**PROBLEM STATEMENT:** Repeat exactly the lines from the line containing "pillow in this photo." through the last line of the records below, inclusive, and nothing else.

:: MATERIAL PROVIDED

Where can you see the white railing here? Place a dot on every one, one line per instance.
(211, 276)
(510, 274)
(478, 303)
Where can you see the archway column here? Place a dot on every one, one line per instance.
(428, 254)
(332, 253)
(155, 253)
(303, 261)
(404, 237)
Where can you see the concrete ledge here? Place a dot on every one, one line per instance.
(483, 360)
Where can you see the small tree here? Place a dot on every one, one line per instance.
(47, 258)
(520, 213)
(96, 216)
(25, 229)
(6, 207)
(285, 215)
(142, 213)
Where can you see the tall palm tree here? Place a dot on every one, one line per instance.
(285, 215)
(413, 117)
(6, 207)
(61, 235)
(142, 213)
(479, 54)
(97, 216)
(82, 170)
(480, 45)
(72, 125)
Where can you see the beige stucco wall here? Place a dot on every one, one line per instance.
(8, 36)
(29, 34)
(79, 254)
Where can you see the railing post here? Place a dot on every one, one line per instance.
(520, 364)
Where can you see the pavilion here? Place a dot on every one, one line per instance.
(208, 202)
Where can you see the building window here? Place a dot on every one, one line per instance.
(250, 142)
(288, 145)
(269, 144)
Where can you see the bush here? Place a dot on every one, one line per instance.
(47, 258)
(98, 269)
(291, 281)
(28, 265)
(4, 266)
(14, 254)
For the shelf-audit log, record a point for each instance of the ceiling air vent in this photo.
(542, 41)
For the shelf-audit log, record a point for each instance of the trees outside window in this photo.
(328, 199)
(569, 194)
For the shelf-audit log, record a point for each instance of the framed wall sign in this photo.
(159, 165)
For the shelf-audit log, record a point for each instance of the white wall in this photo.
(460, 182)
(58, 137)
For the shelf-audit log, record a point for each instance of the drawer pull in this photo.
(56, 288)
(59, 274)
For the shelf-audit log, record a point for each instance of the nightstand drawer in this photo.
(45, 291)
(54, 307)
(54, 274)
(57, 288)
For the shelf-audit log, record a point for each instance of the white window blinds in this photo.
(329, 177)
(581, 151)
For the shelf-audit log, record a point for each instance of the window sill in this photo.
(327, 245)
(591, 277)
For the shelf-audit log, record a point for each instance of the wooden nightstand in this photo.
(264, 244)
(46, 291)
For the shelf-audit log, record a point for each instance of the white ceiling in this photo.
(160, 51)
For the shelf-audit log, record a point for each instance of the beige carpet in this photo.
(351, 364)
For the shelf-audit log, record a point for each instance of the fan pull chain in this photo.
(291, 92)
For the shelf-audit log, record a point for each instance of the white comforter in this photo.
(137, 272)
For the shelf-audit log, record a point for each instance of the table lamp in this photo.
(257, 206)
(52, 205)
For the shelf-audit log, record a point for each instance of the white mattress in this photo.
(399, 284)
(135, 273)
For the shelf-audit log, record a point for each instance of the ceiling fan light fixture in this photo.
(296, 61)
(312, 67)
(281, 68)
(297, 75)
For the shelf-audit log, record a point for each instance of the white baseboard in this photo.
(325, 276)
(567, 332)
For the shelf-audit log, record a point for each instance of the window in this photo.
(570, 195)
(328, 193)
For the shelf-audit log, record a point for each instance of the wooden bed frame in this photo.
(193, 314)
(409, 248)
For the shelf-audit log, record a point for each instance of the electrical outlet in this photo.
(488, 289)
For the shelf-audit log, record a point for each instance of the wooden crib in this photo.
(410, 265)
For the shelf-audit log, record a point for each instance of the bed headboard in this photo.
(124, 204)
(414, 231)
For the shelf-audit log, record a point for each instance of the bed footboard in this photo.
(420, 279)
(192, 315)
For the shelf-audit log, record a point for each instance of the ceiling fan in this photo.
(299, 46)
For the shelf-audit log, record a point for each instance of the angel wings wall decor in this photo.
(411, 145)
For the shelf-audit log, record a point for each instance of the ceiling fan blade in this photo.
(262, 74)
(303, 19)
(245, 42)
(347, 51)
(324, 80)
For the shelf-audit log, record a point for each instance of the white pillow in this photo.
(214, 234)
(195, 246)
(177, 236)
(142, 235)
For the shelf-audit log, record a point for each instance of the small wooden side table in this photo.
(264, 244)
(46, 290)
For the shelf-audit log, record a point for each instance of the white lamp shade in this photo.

::::

**ANSWER TO THIS TASK:**
For the shelf-audit log, record a point for each instance of the white pillow in this photo.
(214, 234)
(195, 246)
(177, 236)
(142, 235)
For the shelf-audit log, record a point for each instance of the small wooden side table in this photo.
(264, 244)
(46, 290)
For the shelf-audit log, record a point for each instance of the white lamp shade in this photo.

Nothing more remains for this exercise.